STATED EXERCISE
Reproduce the material below from the line containing "on the bell" through the end, swapping "gray cloud" for "dark cloud" and leaving everything else unchanged.
---------- MATERIAL ----------
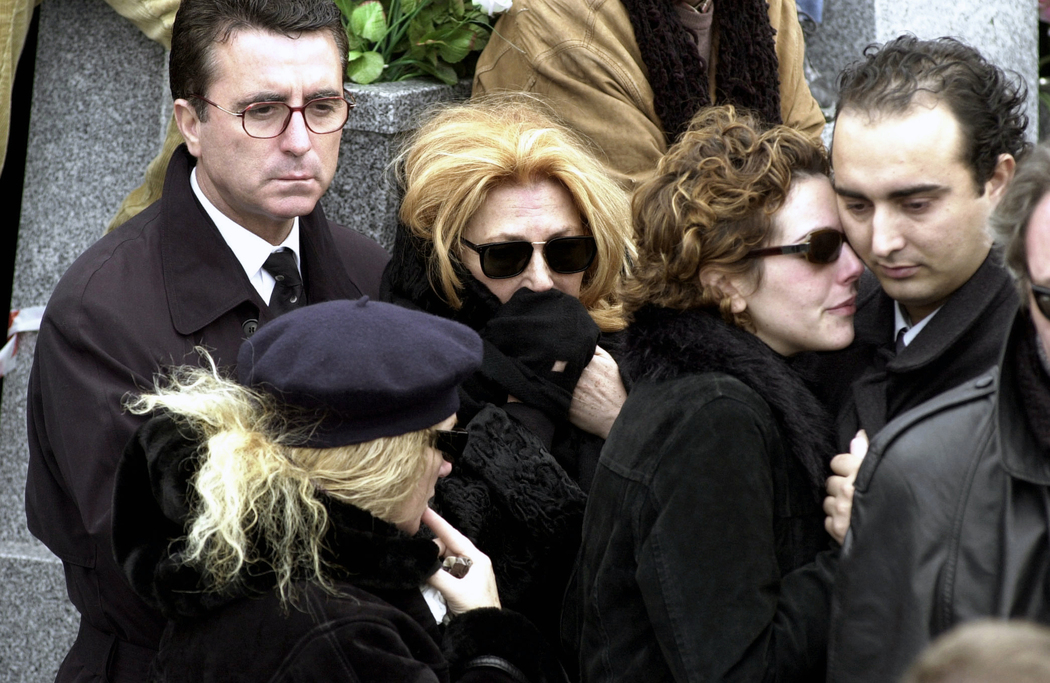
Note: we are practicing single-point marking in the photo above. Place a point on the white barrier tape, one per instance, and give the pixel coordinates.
(26, 319)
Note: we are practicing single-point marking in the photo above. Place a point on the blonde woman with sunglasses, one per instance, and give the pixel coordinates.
(511, 227)
(275, 520)
(705, 518)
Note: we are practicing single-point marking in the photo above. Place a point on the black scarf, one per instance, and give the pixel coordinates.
(748, 74)
(1033, 385)
(662, 344)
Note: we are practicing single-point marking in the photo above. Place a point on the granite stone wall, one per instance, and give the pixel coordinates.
(99, 111)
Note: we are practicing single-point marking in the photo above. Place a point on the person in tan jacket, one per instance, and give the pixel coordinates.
(600, 64)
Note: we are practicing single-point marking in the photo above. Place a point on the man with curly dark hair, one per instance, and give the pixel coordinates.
(927, 133)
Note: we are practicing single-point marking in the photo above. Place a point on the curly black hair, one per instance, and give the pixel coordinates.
(988, 102)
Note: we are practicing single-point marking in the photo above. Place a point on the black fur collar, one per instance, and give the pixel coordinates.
(150, 510)
(663, 344)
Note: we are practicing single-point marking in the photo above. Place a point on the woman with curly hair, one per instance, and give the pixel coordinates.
(273, 520)
(705, 517)
(511, 227)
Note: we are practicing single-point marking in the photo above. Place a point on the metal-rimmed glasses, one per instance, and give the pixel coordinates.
(265, 120)
(822, 247)
(502, 260)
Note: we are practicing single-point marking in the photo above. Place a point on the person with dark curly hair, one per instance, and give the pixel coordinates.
(950, 520)
(701, 555)
(926, 141)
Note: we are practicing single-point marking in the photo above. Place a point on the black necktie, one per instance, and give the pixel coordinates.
(288, 293)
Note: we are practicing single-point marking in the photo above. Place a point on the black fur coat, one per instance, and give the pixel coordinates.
(377, 625)
(520, 489)
(701, 545)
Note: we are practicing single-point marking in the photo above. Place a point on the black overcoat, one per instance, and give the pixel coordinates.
(138, 301)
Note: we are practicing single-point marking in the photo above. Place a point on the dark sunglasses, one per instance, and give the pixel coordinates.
(501, 260)
(450, 442)
(822, 247)
(1042, 295)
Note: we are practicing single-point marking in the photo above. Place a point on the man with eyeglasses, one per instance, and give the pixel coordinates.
(236, 239)
(963, 480)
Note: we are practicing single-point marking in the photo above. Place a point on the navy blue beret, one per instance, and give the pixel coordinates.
(369, 369)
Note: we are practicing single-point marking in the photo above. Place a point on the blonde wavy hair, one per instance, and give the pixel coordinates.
(462, 152)
(710, 203)
(256, 492)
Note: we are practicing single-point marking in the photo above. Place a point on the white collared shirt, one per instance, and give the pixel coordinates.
(902, 322)
(250, 249)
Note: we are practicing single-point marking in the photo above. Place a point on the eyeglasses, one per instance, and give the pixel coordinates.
(822, 247)
(266, 120)
(1042, 295)
(450, 442)
(501, 260)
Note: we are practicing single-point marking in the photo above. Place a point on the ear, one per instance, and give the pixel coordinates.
(728, 285)
(189, 125)
(1001, 178)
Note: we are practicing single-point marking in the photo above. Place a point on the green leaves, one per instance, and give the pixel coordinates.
(392, 40)
(369, 21)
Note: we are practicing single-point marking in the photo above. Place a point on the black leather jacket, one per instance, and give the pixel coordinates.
(949, 523)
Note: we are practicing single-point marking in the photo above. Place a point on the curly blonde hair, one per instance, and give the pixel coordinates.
(256, 502)
(710, 203)
(462, 152)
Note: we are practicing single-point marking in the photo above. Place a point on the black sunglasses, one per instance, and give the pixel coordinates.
(822, 247)
(1042, 295)
(450, 442)
(501, 260)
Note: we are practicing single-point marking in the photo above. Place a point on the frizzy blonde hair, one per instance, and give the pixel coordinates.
(254, 503)
(710, 203)
(462, 152)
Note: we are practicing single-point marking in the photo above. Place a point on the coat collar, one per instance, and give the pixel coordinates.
(961, 313)
(192, 251)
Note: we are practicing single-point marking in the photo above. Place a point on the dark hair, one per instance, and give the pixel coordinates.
(710, 203)
(202, 23)
(987, 102)
(1009, 221)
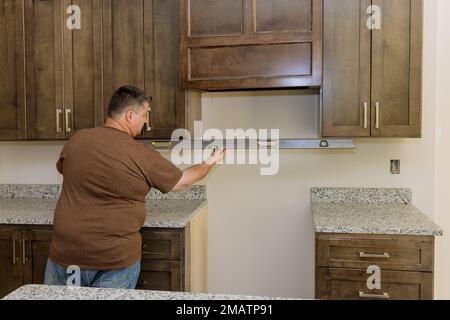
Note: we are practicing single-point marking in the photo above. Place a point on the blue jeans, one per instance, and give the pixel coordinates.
(121, 279)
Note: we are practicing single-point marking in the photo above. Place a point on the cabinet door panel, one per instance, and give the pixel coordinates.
(12, 87)
(396, 69)
(123, 44)
(36, 254)
(83, 68)
(215, 17)
(283, 15)
(44, 52)
(163, 70)
(10, 270)
(259, 45)
(346, 69)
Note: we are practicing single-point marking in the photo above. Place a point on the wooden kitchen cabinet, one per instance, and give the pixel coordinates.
(63, 68)
(141, 47)
(10, 263)
(172, 259)
(70, 74)
(372, 77)
(12, 64)
(406, 266)
(246, 44)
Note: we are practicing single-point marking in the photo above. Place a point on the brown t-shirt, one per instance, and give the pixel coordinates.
(107, 175)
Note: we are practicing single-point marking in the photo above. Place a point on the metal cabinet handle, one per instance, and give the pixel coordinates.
(378, 256)
(268, 143)
(366, 109)
(15, 260)
(377, 115)
(162, 144)
(68, 112)
(58, 120)
(24, 252)
(148, 122)
(374, 296)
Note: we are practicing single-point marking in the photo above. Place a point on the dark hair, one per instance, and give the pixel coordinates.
(127, 97)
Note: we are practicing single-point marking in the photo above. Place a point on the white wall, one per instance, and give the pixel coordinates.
(442, 173)
(260, 237)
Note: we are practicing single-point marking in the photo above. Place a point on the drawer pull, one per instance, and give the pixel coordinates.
(374, 296)
(378, 256)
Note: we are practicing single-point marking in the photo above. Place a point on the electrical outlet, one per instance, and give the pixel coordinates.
(395, 166)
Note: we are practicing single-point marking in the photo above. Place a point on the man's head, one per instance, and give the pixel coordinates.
(129, 106)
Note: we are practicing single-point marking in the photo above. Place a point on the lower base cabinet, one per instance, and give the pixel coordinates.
(375, 267)
(172, 259)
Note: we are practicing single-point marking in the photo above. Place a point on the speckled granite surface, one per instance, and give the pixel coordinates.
(361, 195)
(52, 191)
(369, 211)
(18, 206)
(40, 292)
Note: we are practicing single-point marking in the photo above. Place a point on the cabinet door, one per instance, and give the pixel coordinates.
(397, 69)
(160, 275)
(12, 64)
(346, 69)
(83, 66)
(245, 44)
(37, 248)
(10, 263)
(123, 45)
(141, 48)
(162, 68)
(44, 74)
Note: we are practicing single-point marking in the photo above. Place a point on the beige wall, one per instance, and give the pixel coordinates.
(260, 237)
(442, 173)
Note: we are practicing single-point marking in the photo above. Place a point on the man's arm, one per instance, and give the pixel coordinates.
(196, 173)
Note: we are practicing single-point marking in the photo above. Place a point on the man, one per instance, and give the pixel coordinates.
(107, 175)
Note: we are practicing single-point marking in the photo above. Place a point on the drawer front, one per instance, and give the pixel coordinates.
(387, 252)
(160, 275)
(162, 245)
(351, 284)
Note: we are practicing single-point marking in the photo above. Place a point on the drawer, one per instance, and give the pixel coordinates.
(388, 252)
(160, 275)
(351, 284)
(162, 244)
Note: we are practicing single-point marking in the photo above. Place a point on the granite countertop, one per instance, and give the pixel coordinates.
(35, 205)
(42, 292)
(369, 211)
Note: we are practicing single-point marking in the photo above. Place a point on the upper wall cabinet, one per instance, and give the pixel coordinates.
(141, 47)
(372, 72)
(249, 44)
(65, 70)
(12, 64)
(64, 79)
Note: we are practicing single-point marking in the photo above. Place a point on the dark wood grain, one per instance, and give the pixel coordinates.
(12, 86)
(346, 68)
(396, 69)
(10, 273)
(346, 284)
(45, 78)
(265, 54)
(341, 273)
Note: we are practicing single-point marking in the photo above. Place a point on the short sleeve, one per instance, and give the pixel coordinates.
(160, 172)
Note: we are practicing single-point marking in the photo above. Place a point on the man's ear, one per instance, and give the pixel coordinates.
(128, 115)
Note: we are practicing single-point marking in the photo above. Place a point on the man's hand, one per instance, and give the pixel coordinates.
(195, 173)
(216, 156)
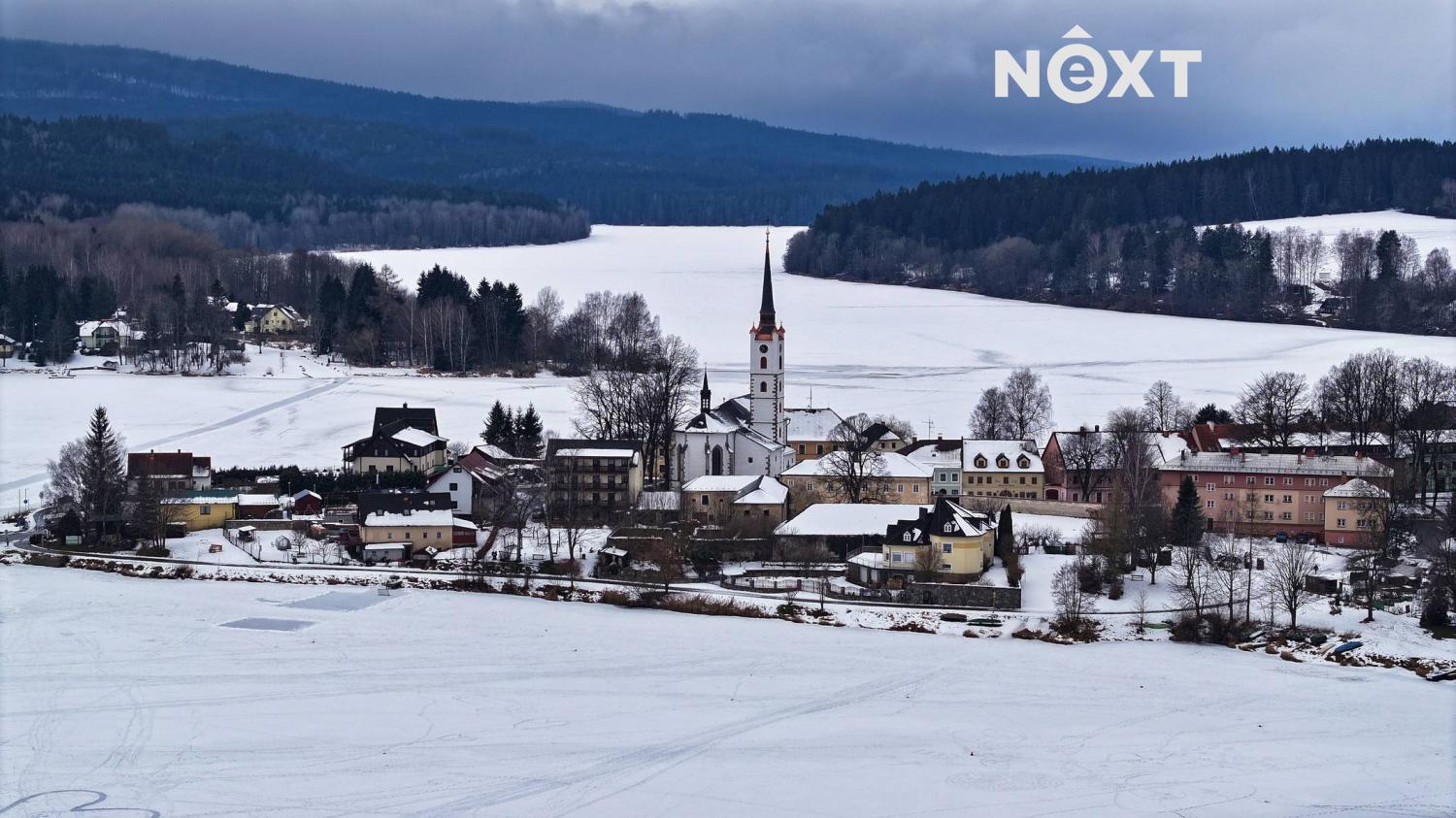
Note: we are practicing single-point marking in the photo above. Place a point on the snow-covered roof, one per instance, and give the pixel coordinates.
(896, 466)
(847, 518)
(1359, 488)
(1012, 450)
(89, 328)
(436, 517)
(812, 424)
(719, 482)
(1321, 465)
(596, 453)
(415, 437)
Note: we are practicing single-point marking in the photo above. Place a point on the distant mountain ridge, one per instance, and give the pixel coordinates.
(623, 166)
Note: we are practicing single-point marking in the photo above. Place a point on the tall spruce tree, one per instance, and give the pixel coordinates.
(1187, 526)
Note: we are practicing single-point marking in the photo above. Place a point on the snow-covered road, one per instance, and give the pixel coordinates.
(439, 703)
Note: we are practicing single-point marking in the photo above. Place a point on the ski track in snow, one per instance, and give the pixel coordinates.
(443, 703)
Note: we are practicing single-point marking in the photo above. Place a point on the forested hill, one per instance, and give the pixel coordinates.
(252, 195)
(1124, 238)
(623, 166)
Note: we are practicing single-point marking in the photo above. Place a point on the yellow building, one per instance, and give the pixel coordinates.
(890, 477)
(276, 319)
(1354, 512)
(203, 509)
(1001, 468)
(945, 543)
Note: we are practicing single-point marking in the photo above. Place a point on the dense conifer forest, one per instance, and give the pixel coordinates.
(1126, 238)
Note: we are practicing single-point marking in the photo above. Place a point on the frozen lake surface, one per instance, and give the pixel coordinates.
(445, 703)
(920, 354)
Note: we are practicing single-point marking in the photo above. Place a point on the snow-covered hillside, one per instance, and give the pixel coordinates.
(920, 354)
(440, 703)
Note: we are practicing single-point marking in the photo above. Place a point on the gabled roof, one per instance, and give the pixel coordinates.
(992, 450)
(1357, 488)
(846, 518)
(812, 424)
(748, 489)
(392, 418)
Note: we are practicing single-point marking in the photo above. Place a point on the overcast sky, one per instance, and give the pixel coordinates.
(1274, 72)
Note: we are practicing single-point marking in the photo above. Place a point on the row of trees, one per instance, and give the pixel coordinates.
(1126, 238)
(1372, 399)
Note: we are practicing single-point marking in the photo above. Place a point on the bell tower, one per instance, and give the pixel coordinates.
(766, 364)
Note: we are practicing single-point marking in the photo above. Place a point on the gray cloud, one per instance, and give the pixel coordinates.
----------
CORRECT RESPONSE
Note: we are practicing single-point marking in the photo above. Place a point on the bell tower, one per instance, and give the pixel coordinates.
(766, 364)
Note: we are practicing single-point marking in the photo above. Place a point on the dark cloud, one per instance, and give the pixel coordinates.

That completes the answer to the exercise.